Segment Start: Text for analysis

Spaces:

TheLinconX
/

contextforge-demo

Sleeping

File size: 10,930 Bytes

"""Pipeline orchestrator v3.0 - wired to ContextForge registry."""
import asyncio
import logging
import time
from typing import Any, Optional

from agents.demo_agents import create_agents

from apohara_context_forge.dedup.faiss_index import FAISSContextIndex
from apohara_context_forge.dedup.lsh_engine import LSHTokenMatcher
from apohara_context_forge.metrics.vram_monitor import VRAMMonitor
from apohara_context_forge.pipeline_config import PipelineConfig
from apohara_context_forge.registry.context_registry import ContextRegistry
from apohara_context_forge.registry.vram_aware_cache import VRAMAwareCache

logger = logging.getLogger(__name__)


class Pipeline:
    """
    Orchestrates 5-agent pipeline with ContextForge v3.0 registry.

    Uses LSHTokenMatcher + FAISSContextIndex + VRAMAwareCache for:
    - Token-level SimHash deduplication (LSH)
    - O(log n) ANN semantic search (FAISS)
    - VRAM-pressure-responsive eviction (VRAMAwareCache)

    Usage:
        config = PipelineConfig(model_id="Qwen/Qwen3-235B-A22B")
        pipeline = Pipeline(config=config)
        await pipeline.start()
        result = await pipeline.run("What is machine learning?")
        await pipeline.stop()
    """

    def __init__(
        self,
        config: Optional[PipelineConfig] = None,
        enable_contextforge: bool = True,
    ):
        self._config = config or PipelineConfig()
        self._config.validate()
        self.enable_contextforge = enable_contextforge

        # Create ContextForge registry with dependency injection
        self._registry: Optional[ContextRegistry] = None
        self._vram_monitor: Optional[VRAMMonitor] = None

        # Create demo agents
        self.agents = create_agents()

        # Metrics collection
        self.metrics = {
            "total_tokens_before": 0,
            "total_tokens_after": 0,
            "agent_ttft_ms": [],
            "strategies_used": {},
            "cache_hits": 0,
            "cache_misses": 0,
            "lsh_matches": 0,
        }

    async def start(self) -> None:
        """Start ContextForge registry and VRAM monitor."""
        if not self.enable_contextforge:
            return

        # Initialize VRAM monitor
        self._vram_monitor = VRAMMonitor()
        await self._vram_monitor.start()

Segment End: Text for analysis
Segment Start: Extracted material

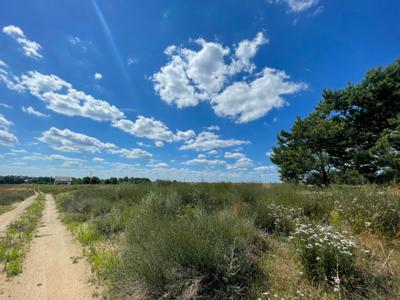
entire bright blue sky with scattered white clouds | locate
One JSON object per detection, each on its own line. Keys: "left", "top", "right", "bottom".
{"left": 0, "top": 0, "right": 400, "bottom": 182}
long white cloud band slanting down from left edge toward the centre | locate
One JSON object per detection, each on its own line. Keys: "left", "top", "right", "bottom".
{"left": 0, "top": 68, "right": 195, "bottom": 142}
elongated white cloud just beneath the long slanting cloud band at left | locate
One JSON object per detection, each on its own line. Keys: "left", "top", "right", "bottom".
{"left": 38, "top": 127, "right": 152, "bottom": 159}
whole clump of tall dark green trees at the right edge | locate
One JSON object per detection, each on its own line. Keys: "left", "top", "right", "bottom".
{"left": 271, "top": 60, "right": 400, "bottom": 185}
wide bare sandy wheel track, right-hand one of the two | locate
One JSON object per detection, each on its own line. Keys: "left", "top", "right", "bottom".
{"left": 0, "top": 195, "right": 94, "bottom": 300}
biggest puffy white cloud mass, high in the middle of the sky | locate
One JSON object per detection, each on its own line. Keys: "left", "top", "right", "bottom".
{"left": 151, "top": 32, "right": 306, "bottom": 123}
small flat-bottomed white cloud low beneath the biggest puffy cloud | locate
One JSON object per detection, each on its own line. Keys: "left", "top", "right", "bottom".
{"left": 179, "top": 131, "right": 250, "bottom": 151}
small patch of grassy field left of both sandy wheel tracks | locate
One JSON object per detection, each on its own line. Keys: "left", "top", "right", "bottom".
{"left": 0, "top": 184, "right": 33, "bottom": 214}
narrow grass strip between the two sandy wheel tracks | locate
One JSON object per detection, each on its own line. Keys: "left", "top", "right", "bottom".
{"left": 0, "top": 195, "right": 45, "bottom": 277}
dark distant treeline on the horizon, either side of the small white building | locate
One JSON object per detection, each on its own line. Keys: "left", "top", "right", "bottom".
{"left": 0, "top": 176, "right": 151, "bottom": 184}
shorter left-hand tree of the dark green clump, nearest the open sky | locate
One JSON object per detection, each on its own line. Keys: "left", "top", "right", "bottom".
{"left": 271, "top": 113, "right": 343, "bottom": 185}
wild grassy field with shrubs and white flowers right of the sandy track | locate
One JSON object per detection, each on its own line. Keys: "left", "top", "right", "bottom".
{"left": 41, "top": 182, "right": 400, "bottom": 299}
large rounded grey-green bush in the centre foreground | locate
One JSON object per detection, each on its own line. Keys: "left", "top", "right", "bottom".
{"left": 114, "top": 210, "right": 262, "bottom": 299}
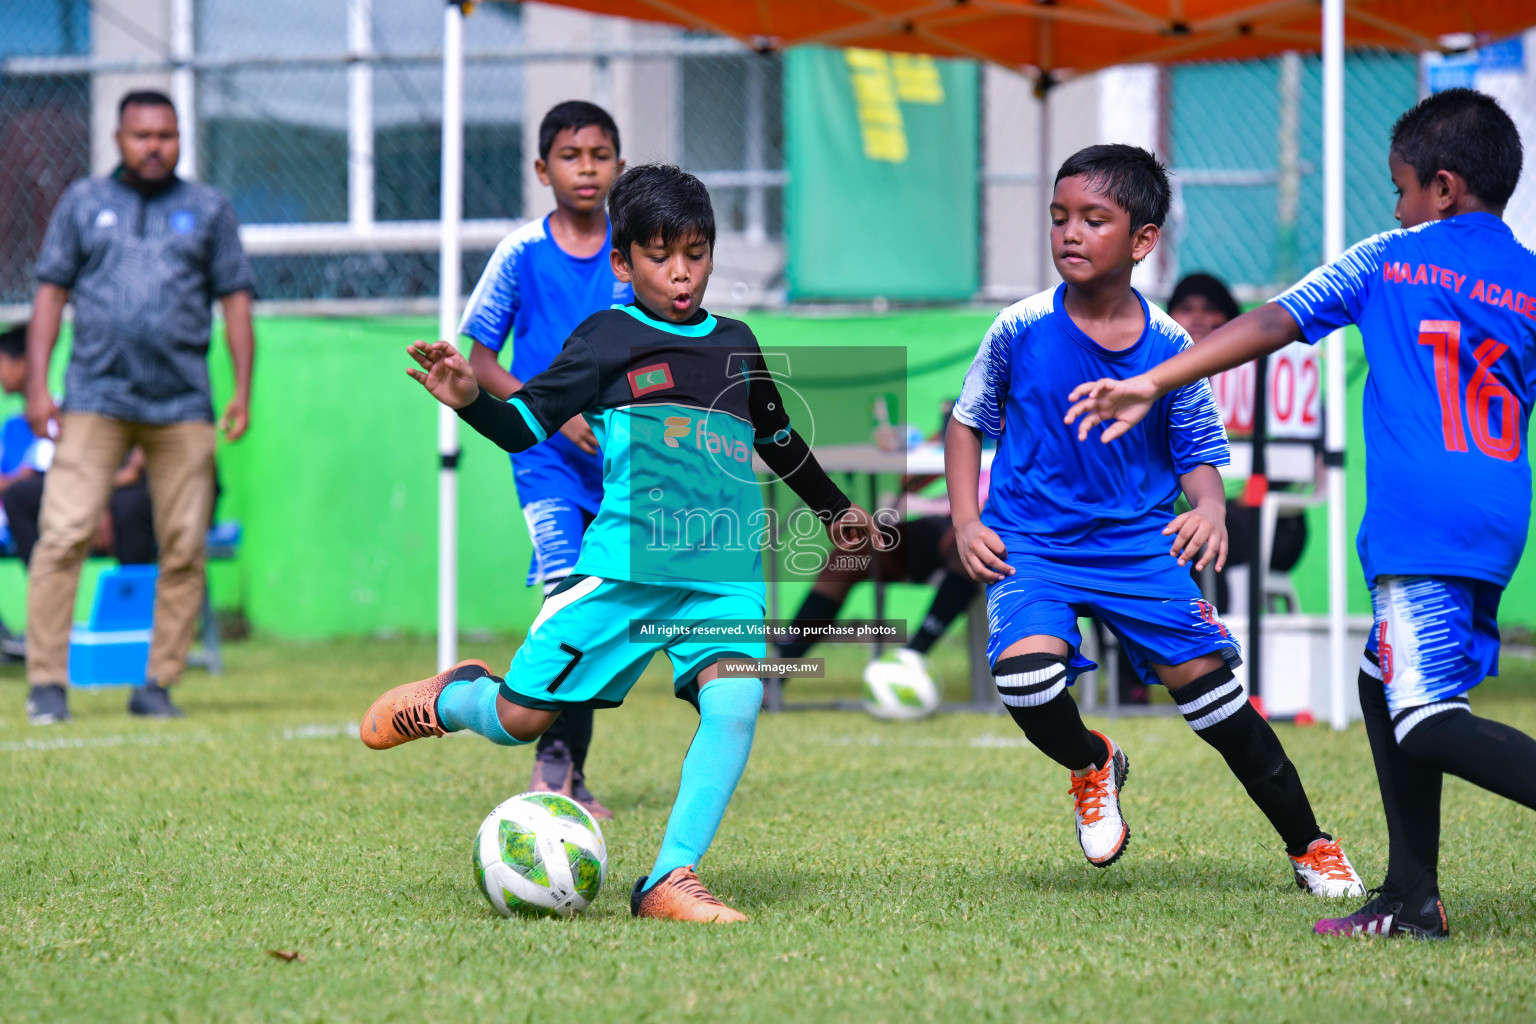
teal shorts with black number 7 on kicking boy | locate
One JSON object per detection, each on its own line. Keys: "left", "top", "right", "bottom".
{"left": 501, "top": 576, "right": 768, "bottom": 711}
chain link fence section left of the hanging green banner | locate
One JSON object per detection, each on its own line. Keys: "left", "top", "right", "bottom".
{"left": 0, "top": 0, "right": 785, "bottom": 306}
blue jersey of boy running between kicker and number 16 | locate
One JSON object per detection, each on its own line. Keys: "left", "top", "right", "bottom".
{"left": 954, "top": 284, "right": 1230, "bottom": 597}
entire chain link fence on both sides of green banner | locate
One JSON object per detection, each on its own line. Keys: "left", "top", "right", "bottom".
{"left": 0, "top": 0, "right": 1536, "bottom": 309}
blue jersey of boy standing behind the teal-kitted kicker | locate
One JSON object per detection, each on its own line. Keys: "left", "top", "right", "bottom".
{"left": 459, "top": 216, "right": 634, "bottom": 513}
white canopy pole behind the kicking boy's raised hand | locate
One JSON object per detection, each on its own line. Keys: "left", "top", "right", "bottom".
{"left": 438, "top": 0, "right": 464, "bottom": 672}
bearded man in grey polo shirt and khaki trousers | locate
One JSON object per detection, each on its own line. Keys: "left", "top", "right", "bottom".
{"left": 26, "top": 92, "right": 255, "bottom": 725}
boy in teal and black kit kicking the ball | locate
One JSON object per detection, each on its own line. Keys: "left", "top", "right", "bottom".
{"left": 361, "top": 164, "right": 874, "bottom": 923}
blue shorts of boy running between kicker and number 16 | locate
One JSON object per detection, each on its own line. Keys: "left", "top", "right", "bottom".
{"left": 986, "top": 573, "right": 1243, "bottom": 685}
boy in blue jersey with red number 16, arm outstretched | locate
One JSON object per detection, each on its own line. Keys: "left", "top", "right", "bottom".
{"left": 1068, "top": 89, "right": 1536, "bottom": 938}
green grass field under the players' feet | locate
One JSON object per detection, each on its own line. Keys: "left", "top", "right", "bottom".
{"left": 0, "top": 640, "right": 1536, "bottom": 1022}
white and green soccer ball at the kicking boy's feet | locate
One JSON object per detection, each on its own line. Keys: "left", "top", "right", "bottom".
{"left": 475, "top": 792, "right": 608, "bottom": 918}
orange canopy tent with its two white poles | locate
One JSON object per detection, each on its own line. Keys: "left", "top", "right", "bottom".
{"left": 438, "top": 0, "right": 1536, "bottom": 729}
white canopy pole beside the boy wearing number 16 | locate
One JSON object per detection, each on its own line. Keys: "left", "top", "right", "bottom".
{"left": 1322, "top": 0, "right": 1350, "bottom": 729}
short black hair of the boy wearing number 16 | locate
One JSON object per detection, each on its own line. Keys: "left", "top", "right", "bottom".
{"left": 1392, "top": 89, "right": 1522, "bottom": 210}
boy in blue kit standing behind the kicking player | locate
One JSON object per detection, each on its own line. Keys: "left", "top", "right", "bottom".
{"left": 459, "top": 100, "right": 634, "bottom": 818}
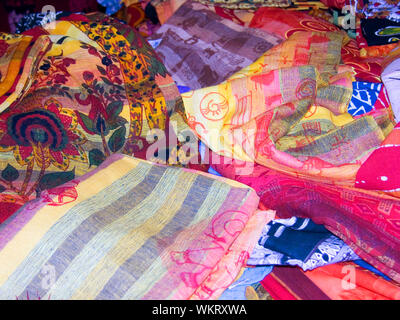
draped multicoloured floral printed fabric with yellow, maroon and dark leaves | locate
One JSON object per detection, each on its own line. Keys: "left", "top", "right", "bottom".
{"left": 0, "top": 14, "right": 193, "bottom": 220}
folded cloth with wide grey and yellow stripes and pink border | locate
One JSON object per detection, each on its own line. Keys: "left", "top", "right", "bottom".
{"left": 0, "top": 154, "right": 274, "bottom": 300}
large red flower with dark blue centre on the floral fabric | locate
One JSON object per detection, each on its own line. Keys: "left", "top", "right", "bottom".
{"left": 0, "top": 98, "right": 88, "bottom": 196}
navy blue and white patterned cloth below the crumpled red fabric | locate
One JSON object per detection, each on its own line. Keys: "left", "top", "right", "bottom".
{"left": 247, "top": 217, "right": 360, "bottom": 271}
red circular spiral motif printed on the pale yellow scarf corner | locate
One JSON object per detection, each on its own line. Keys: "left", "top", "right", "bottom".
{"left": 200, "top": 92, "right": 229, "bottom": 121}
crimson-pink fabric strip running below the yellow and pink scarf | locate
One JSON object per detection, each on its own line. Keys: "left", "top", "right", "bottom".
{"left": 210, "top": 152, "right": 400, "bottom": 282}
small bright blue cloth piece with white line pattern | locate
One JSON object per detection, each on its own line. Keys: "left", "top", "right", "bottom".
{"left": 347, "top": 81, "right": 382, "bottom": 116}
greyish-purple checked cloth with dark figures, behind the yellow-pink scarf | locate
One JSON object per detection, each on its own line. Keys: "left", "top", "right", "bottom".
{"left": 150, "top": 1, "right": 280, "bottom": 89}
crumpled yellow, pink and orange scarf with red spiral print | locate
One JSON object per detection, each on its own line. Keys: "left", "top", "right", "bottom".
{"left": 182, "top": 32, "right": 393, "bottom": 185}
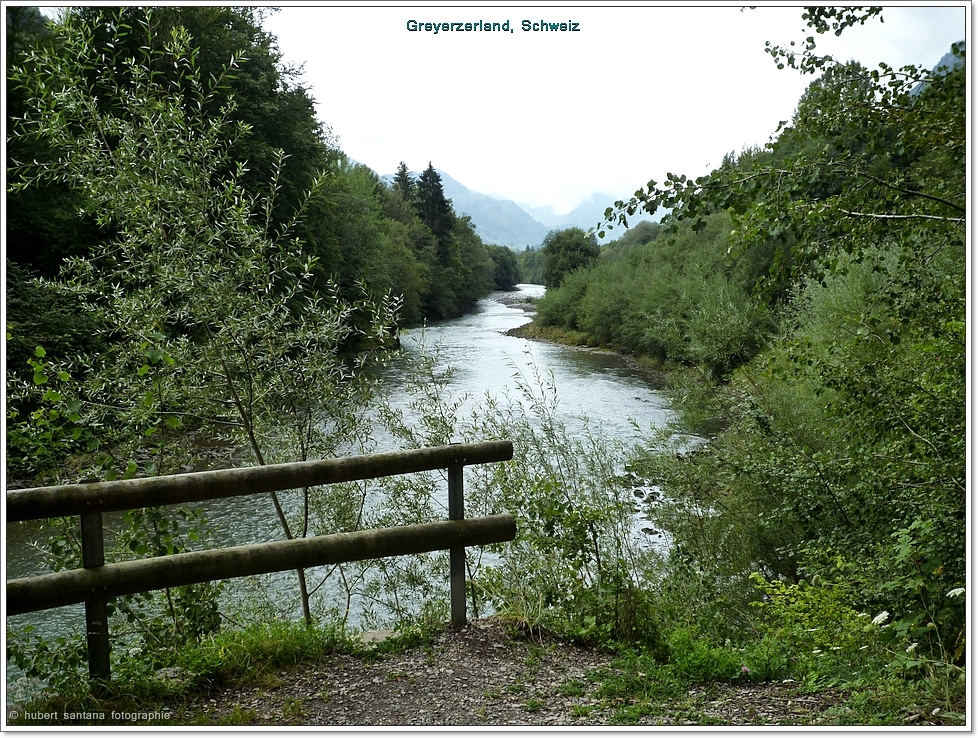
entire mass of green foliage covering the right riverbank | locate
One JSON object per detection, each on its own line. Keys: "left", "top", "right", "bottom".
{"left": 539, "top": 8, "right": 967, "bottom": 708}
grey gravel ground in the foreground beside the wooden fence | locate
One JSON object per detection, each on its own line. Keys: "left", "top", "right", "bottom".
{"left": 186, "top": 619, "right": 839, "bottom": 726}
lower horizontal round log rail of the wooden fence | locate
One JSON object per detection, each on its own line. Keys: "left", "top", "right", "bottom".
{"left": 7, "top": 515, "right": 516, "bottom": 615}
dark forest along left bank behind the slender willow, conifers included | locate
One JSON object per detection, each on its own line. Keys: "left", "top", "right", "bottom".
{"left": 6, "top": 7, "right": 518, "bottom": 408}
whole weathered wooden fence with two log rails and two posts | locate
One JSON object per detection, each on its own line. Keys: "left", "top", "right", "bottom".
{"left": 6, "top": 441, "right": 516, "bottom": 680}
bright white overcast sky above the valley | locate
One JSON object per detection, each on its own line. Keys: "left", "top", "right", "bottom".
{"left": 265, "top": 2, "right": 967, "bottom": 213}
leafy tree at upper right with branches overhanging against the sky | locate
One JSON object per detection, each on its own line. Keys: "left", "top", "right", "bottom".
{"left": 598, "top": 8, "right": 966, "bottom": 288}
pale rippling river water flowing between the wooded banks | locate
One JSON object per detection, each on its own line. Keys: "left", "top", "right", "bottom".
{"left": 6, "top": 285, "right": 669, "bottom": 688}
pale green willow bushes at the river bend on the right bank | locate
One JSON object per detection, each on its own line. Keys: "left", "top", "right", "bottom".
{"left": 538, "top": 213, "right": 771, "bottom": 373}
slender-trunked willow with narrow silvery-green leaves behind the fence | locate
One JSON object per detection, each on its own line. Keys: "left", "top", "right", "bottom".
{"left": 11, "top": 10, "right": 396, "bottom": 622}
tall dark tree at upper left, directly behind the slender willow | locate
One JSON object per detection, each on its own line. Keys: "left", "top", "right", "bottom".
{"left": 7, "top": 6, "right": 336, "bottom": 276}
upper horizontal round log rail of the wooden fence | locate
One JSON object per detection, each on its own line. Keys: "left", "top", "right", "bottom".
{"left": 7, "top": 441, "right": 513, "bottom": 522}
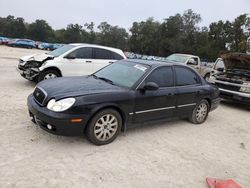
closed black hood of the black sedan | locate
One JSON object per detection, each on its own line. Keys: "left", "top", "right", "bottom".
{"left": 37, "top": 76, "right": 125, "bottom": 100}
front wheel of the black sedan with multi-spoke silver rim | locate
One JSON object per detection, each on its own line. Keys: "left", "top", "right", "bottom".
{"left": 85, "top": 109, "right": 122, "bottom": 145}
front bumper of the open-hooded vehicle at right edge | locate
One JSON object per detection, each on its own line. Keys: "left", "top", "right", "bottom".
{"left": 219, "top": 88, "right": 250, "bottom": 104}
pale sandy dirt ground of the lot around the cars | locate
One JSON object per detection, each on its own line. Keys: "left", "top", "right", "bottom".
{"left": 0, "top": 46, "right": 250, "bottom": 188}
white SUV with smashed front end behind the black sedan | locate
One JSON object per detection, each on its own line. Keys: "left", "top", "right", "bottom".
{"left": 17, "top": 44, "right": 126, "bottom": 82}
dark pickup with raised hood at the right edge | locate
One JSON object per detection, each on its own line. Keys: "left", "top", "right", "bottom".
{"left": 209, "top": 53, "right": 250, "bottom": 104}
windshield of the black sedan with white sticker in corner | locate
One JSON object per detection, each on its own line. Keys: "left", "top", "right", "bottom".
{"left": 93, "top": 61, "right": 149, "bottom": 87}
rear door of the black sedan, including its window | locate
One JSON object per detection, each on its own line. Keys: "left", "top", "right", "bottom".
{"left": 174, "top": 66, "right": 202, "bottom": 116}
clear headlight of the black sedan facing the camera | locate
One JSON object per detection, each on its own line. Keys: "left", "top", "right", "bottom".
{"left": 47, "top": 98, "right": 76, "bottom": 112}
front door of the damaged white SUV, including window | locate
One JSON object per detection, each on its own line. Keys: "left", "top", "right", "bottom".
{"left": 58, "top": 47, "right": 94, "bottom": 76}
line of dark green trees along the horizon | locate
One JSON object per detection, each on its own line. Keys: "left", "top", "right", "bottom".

Segment End: Extracted material

*Task description*. In the pipeline orchestrator code, which model_id does the usage example pass to PipelineConfig?

*Answer to the problem*. Qwen/Qwen3-235B-A22B